Region annotation entries:
↓↓↓

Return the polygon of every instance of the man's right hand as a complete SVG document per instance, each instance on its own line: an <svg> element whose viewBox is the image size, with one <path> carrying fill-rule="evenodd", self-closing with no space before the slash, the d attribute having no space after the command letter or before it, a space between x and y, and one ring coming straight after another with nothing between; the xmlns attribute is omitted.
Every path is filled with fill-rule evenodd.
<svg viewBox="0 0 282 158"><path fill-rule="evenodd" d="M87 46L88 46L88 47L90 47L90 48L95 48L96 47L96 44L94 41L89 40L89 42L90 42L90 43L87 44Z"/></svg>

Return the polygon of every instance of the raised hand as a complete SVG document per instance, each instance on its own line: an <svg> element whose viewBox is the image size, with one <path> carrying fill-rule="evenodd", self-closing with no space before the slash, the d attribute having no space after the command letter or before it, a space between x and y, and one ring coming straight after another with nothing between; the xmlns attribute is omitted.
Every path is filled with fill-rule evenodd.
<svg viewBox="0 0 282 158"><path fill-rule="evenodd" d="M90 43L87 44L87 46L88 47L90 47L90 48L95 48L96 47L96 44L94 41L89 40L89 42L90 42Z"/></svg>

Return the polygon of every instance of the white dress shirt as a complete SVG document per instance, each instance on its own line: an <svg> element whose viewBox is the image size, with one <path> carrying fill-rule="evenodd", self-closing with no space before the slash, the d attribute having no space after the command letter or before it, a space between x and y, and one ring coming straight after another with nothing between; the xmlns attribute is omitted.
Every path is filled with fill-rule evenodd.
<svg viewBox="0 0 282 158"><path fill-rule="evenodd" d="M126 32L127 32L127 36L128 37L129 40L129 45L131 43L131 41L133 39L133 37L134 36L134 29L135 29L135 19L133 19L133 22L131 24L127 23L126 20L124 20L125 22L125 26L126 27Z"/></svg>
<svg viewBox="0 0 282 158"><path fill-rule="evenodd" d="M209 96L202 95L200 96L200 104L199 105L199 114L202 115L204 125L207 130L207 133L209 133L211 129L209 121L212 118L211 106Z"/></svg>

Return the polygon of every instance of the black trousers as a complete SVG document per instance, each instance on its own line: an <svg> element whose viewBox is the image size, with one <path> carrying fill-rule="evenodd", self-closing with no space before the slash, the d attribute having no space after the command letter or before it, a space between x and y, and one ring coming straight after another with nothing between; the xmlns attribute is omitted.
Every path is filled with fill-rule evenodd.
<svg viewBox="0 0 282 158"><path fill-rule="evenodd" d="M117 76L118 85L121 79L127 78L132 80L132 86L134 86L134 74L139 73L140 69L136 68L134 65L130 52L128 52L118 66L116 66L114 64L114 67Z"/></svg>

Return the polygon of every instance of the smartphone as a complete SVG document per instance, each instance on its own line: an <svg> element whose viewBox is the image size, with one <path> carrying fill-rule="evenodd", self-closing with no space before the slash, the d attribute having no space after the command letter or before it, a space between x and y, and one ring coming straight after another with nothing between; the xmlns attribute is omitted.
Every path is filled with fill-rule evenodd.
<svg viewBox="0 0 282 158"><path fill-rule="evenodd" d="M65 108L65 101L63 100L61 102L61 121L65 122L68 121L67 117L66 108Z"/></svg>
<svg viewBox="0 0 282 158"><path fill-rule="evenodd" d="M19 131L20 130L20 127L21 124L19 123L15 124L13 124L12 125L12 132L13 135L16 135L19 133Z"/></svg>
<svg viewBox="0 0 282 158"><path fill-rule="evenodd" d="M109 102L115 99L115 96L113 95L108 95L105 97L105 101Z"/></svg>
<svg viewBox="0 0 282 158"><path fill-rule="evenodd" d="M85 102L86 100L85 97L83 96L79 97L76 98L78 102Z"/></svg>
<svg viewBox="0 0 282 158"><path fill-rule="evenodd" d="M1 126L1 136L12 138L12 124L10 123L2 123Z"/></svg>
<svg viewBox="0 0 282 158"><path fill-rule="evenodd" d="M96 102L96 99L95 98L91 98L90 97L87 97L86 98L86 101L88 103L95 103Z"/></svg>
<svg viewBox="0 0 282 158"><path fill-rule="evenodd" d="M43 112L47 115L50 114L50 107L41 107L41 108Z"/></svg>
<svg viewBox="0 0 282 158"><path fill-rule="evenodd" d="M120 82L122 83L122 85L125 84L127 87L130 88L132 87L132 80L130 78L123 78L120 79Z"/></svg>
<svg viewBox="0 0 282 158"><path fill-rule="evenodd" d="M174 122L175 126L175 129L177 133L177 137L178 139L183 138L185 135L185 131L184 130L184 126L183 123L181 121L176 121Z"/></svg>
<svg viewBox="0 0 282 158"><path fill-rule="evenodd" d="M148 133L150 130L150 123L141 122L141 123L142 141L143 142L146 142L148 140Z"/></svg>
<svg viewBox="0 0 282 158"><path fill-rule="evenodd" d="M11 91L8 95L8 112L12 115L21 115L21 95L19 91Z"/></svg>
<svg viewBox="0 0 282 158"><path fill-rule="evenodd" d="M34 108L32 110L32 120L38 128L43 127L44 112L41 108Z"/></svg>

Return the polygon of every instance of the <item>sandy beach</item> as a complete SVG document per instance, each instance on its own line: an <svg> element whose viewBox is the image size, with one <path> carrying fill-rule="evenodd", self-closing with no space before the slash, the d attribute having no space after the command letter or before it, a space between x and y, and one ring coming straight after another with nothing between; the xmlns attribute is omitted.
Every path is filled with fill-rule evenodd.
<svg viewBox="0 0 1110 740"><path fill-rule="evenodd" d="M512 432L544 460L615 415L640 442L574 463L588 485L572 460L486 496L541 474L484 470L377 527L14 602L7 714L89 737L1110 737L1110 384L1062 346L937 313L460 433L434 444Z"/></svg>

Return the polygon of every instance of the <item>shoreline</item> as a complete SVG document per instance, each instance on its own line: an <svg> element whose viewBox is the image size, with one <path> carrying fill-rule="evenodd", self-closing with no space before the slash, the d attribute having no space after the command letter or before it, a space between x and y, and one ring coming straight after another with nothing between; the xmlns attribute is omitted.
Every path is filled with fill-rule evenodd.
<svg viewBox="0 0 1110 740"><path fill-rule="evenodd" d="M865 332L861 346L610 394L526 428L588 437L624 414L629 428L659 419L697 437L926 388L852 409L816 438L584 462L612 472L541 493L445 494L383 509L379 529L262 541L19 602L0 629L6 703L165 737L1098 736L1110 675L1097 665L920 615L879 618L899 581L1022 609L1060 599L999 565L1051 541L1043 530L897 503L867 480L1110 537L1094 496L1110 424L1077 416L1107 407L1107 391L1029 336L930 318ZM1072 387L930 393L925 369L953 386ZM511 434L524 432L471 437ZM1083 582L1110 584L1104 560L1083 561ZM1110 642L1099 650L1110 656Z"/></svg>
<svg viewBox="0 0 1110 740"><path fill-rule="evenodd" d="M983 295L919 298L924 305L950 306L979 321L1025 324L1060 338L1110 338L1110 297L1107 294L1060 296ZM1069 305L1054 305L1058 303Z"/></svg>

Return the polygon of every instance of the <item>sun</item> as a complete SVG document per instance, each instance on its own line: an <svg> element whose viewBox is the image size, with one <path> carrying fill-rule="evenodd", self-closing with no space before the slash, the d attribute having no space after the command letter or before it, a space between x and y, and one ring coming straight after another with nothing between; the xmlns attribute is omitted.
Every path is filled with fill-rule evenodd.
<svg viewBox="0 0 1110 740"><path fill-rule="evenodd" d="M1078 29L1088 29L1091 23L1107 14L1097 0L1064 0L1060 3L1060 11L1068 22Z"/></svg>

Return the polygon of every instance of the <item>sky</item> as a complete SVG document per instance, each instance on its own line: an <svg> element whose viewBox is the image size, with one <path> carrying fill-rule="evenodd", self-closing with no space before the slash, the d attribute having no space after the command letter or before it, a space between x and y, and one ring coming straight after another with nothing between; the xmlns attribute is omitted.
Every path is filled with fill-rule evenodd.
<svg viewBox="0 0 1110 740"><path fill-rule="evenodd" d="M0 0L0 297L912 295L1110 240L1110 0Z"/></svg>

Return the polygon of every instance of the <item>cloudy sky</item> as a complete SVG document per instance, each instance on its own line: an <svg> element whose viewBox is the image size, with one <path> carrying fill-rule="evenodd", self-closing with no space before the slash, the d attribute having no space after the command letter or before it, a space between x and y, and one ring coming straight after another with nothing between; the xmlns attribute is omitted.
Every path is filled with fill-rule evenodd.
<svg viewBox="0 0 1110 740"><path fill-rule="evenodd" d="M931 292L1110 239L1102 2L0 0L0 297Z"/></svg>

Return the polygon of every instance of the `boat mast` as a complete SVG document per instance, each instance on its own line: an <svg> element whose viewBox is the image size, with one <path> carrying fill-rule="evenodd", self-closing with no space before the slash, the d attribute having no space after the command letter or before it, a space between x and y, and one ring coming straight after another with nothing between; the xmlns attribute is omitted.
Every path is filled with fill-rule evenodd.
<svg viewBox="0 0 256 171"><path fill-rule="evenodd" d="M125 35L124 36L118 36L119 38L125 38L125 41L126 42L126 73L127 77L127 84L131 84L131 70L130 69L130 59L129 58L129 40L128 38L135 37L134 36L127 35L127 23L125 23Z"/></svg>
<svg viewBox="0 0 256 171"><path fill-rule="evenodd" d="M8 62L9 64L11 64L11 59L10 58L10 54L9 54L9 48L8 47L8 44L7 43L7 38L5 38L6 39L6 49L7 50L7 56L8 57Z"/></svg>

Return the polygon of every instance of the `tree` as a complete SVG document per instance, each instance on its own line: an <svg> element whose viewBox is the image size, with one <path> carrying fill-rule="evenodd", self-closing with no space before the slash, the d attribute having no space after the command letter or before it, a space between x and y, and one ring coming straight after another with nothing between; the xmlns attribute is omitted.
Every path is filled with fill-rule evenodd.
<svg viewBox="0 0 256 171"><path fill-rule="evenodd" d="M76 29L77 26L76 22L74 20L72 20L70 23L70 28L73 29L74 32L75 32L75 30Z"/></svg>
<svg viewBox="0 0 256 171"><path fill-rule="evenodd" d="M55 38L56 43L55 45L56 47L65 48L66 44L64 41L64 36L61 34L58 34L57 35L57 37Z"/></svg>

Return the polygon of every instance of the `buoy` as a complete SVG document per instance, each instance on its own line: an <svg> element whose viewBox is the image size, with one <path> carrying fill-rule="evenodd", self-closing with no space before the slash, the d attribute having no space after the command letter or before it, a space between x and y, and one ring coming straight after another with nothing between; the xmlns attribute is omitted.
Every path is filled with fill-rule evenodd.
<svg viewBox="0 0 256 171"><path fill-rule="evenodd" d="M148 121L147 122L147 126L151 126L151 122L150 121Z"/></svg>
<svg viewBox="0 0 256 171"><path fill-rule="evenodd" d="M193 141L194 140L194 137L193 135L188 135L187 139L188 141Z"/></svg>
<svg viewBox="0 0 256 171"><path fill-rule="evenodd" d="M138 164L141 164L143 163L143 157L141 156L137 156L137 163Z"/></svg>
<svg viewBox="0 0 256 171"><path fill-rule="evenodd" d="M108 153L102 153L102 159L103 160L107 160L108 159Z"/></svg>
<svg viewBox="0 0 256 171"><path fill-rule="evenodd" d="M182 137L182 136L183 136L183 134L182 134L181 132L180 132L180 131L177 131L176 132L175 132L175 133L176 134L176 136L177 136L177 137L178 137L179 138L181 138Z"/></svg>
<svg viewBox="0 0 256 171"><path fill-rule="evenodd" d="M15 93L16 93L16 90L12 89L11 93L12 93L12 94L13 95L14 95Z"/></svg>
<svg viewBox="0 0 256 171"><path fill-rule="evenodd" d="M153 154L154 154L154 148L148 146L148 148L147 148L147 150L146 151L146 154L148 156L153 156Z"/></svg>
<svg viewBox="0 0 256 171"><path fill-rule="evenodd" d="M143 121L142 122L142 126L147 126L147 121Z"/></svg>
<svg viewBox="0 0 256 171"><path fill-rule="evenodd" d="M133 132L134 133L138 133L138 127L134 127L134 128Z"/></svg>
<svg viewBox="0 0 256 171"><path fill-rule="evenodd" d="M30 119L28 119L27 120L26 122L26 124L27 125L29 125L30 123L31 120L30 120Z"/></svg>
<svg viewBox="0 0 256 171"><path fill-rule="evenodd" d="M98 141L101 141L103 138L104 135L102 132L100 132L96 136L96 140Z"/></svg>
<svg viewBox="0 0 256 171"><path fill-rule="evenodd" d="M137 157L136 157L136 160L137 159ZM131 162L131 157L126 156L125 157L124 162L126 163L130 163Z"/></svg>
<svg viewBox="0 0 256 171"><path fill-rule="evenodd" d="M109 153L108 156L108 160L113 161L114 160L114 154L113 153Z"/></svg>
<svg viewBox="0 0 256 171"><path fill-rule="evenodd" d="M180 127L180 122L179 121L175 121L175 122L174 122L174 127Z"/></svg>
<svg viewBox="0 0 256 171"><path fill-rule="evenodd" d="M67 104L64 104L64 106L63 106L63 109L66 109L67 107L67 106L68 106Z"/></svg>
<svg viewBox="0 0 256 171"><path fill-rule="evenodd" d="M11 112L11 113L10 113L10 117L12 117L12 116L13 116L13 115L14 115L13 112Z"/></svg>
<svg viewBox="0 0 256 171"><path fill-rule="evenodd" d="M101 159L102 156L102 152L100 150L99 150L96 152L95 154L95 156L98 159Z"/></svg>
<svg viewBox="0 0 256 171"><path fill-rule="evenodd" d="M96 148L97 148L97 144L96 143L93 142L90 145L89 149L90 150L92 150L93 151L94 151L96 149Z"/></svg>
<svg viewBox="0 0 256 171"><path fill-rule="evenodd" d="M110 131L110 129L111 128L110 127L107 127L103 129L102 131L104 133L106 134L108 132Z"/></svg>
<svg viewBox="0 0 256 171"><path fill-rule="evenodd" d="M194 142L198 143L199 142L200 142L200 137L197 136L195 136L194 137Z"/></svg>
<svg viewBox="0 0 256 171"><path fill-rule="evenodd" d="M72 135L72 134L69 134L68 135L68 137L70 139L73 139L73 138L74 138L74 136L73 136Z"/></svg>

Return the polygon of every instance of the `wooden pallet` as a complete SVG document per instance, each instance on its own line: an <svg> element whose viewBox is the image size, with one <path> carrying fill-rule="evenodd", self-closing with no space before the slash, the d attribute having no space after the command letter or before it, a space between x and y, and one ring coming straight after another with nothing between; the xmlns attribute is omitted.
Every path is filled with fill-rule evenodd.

↑↑↑

§ TASK DIRECTIONS:
Pull out every line of the records above that contains the word "buoy", matching case exactly.

§ WRITTEN ANSWER:
Return the polygon of every instance of the `buoy` as a complete SVG document per instance, each instance on its own line: an <svg> element whose viewBox is the image size, with one <path> carrying fill-rule="evenodd", self-closing with no space before the slash, the d attribute having no space after the command letter or before it, a space between x and y, and one ring coming straight after another with nothing between; the xmlns attribute is omitted.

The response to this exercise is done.